--- Given entries ---

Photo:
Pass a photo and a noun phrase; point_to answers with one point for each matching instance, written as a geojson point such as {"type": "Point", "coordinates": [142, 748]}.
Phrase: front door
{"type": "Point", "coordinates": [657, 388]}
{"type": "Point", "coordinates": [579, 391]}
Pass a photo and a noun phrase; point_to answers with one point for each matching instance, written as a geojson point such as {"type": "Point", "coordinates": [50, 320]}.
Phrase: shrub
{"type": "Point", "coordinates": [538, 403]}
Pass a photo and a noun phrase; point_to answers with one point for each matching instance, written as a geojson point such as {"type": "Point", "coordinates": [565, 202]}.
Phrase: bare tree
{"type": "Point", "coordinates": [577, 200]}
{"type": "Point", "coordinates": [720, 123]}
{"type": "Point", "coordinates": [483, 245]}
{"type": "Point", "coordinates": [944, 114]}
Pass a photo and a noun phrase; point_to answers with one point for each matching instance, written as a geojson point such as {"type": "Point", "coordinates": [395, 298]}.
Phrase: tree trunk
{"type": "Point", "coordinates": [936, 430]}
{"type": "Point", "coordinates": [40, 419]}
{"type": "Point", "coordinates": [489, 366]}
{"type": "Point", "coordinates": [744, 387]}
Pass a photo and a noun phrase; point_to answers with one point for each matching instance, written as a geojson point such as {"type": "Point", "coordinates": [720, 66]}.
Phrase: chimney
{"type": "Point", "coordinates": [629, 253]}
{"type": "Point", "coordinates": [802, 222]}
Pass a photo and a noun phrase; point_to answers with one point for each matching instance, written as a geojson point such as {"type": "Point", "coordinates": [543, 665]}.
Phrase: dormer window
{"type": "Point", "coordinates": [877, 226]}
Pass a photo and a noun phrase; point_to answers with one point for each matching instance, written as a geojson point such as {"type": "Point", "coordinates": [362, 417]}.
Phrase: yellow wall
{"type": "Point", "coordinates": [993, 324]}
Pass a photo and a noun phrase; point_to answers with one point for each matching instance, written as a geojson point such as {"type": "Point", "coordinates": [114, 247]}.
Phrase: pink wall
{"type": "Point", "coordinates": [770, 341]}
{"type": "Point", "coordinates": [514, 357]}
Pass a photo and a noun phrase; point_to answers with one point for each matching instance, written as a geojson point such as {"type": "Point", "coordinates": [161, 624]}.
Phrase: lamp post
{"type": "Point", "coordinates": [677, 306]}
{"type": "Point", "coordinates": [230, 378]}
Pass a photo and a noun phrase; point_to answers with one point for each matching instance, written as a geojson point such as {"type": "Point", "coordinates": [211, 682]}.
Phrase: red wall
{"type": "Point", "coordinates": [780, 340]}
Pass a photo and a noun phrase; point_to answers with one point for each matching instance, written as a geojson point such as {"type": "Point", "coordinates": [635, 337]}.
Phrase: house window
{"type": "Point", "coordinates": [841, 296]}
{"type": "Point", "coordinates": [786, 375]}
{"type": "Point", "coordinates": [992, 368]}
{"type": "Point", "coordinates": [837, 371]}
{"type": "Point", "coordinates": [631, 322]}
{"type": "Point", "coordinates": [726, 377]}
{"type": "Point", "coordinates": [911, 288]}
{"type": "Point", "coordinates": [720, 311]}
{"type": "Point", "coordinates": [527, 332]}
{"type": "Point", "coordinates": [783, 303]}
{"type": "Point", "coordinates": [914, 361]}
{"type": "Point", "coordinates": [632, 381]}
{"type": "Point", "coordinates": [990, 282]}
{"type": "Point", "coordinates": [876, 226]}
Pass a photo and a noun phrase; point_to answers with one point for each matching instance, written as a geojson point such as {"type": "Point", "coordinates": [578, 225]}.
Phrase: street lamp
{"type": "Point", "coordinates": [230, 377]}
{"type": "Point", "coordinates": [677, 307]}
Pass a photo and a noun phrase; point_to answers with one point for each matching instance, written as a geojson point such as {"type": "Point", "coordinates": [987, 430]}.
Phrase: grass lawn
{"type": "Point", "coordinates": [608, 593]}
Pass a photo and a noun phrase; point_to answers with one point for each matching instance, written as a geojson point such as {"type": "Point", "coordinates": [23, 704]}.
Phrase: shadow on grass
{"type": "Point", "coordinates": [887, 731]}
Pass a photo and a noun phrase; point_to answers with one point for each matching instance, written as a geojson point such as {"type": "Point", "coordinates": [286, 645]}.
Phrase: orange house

---

> _Exercise description_
Retype the material in full. Each word must match.

> _Solution below_
Photo:
Pass a photo and a noun phrase; point_to answers with one point for each matching instance, written as a geojson point such as {"type": "Point", "coordinates": [142, 748]}.
Phrase: front door
{"type": "Point", "coordinates": [657, 388]}
{"type": "Point", "coordinates": [579, 391]}
Pass a photo and a noun phrase; point_to answers with one point for each matching instance, written as a geojson point such as {"type": "Point", "coordinates": [50, 320]}.
Phrase: shrub
{"type": "Point", "coordinates": [538, 403]}
Pass a photo and a noun phrase; point_to answers with one point for each matching instance, written as a geojson point such as {"type": "Point", "coordinates": [565, 202]}.
Phrase: bare tree
{"type": "Point", "coordinates": [577, 200]}
{"type": "Point", "coordinates": [720, 123]}
{"type": "Point", "coordinates": [483, 245]}
{"type": "Point", "coordinates": [944, 114]}
Pass a photo and a noun phrase; point_to answers with one point for each matching instance, written as a geojson point such as {"type": "Point", "coordinates": [395, 298]}.
Phrase: tree trunk
{"type": "Point", "coordinates": [936, 430]}
{"type": "Point", "coordinates": [40, 419]}
{"type": "Point", "coordinates": [489, 366]}
{"type": "Point", "coordinates": [744, 387]}
Pass a photo and a noun phrase; point_to answers with one point for each matching instance, written as a geojson point such as {"type": "Point", "coordinates": [720, 66]}.
Phrase: chimney
{"type": "Point", "coordinates": [629, 253]}
{"type": "Point", "coordinates": [802, 222]}
Pass a photo and a noun phrase; point_to answers with one point for each matching instance, written as a geojson point such as {"type": "Point", "coordinates": [543, 665]}.
Phrase: dormer window
{"type": "Point", "coordinates": [877, 226]}
Pass a photo and a noun phrase; point_to answers with one point for each matching instance, written as a geojson point such as {"type": "Point", "coordinates": [362, 417]}.
Phrase: yellow wall
{"type": "Point", "coordinates": [993, 324]}
Pass a photo and a noun phrase; point_to answers with one point for each matching instance, written as a geojson point such as {"type": "Point", "coordinates": [114, 247]}.
Phrase: pink wall
{"type": "Point", "coordinates": [770, 341]}
{"type": "Point", "coordinates": [514, 357]}
Pass a photo and a noun phrase; point_to answers with one point for each matching instance, written as a geojson point such as {"type": "Point", "coordinates": [161, 624]}.
Phrase: lamp post
{"type": "Point", "coordinates": [677, 306]}
{"type": "Point", "coordinates": [230, 378]}
Pass a photo and a noun phrase; point_to answers with one point for each matching instance, written as a geojson point such as {"type": "Point", "coordinates": [211, 682]}.
Phrase: red wall
{"type": "Point", "coordinates": [780, 340]}
Pass a photo and a noun phrase; point_to answers with one point for each matching instance, written as a geojson point such as {"type": "Point", "coordinates": [635, 337]}.
Phrase: house window
{"type": "Point", "coordinates": [841, 296]}
{"type": "Point", "coordinates": [786, 375]}
{"type": "Point", "coordinates": [992, 368]}
{"type": "Point", "coordinates": [837, 371]}
{"type": "Point", "coordinates": [631, 322]}
{"type": "Point", "coordinates": [726, 377]}
{"type": "Point", "coordinates": [911, 288]}
{"type": "Point", "coordinates": [720, 311]}
{"type": "Point", "coordinates": [527, 332]}
{"type": "Point", "coordinates": [783, 303]}
{"type": "Point", "coordinates": [914, 361]}
{"type": "Point", "coordinates": [632, 381]}
{"type": "Point", "coordinates": [990, 282]}
{"type": "Point", "coordinates": [876, 226]}
Pass a photo and a noun phrase; point_to answers with one point for each matching instance, written as a geojson point such as {"type": "Point", "coordinates": [578, 225]}.
Phrase: street lamp
{"type": "Point", "coordinates": [230, 377]}
{"type": "Point", "coordinates": [677, 307]}
Pass a photo and a noun phrase; point_to answers with one point for each matching instance, written as a geojson point such as {"type": "Point", "coordinates": [987, 430]}.
Phrase: grass lawn
{"type": "Point", "coordinates": [608, 593]}
Pass a photo and a noun phrase; point_to answers with one point for each matching instance, written as a geojson point such as {"type": "Point", "coordinates": [23, 704]}.
Phrase: shadow on grass
{"type": "Point", "coordinates": [887, 731]}
Pass a photo and a noun phrase; point_to answers with one point for each matching instance, written as a geojson point such as {"type": "Point", "coordinates": [286, 645]}.
Phrase: orange house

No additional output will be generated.